*** Opening of PASSAGE TO READ ***
Back in the 1980s, an “asadora” named “Oshin” proved so popular with Japanese television viewers that its title became a byword for tenacity and perseverance, attached to any underdog who battled bravely against insurmountable odds. The “asadora”, as its name suggests, is a 15 minute drama serial broadcast in the mornings and therefore mainly targeted at housewives. As such it often focusses on the lives of women and particularly on women who work hard to triumph over adversity. Oshin is no different in this regard except that it also recounts the painful history of 20th century Japan through that of its stoical heroine who travels from a life of poverty in snowy Yamagata to becoming the owner of a supermarket chain in the bustling consumerist economy of 1983. In celebration of the 30th anniversary of the TV series, Oshin graduated to the big screen. Shin Togashi’s Oshin (おしん) movie focusses exclusively on Oshin’s childhood at the tail end of the Meiji era in which she suffered all the downsides of lingering feudalism and benefitted from few of the new freedoms of the age.
The winter of 1907, Yamagata – snow country. Oshin (Kokone Hamada) lives with her parents, grandmother, and siblings and looks forward to finally being allowed to go to school when spring arrives. Sadly, Oshin will not be going to school after all. Her father has arranged for her to work for another family who own a timber yard a few towns over for the period of one year. Only seven years old, Oshin pleads not to be sent away but her father will not back down. There is not enough food to feed the family and, unbeknownst to Oshin, her mother (Aya Ueto) is pregnant again.
Finally agreeing to go after her mother takes drastic action to try and reduce the burden on the family, Oshin arrives at the timber yard but is treated cruelly by the head housekeeper who refuses to recognise that Oshin is only a child and will of course lack basic knowledge as to how to run a household. Though Oshin bears the constant hardship for her family she eventually runs away when falsely accused of theft.
The world of 1907 is harsh and cruel. Women have few rights and almost no say in their lives or destinies. Oshin might count herself lucky that she’s merely been contracted as a household servant in an age where selling one’s daughter to a brothel to feed one’s sons was not an unusual event, but nevertheless her life at the timber yard is hard. Bright and curious, Oshin longs to learn to read and write but because of her lowly “peasant” birth, she is constrained into a life of drudgery where her labour will only ever be in service of her family and never herself.
*** Close of PASSAGE TO READ ***
*** Opening of RAW DATA ***
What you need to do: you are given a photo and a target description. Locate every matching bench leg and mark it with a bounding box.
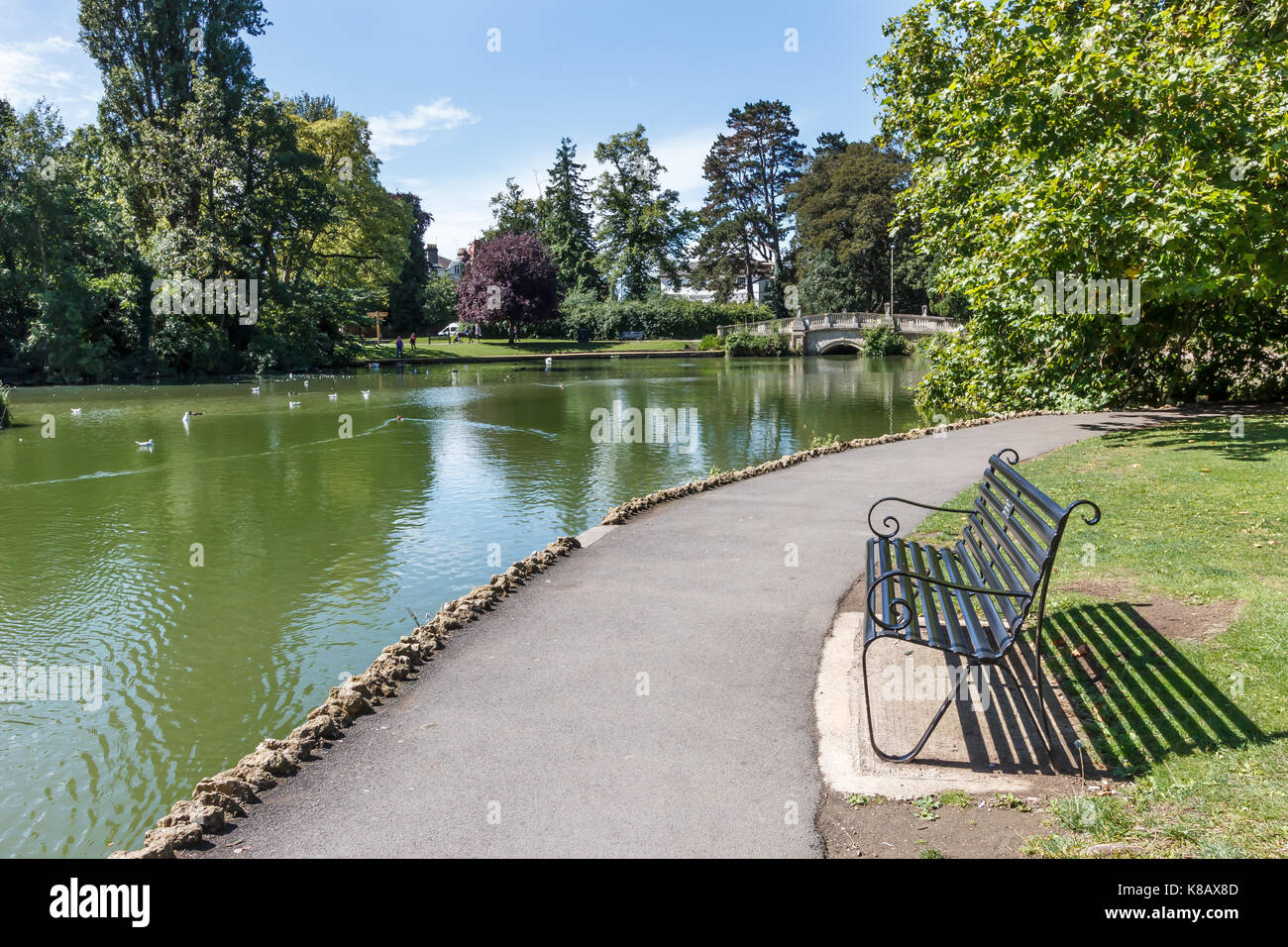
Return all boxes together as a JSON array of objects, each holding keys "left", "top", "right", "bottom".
*** Close of RAW DATA ***
**TASK:** Continue the piece about the Oshin movie, picking up after its final sentence.

**RESPONSE TO THIS TASK:**
A “peasant” background is, as a kinder mistress reminds Oshin, a burden in that she is always likely to be viewed with suspicion. This is doubly true when she runs away and is rescued by a fugitive deserter hiding in a mountain shack. Shunsaku (Shinnosuke Mitsushima), a sensitive young man marked by service in a war he no longer believes in, teaches Oshin how to read and write as well as giving her a grounding in humanitarian politics. He is, however, a problematic figure for going against the martial culture of the age and having “betrayed” his nation by deserting. Oshin is tainted by her association with such a radical young man, but boldly comes to Shunsaku’s defence when others seek to discredit his memory.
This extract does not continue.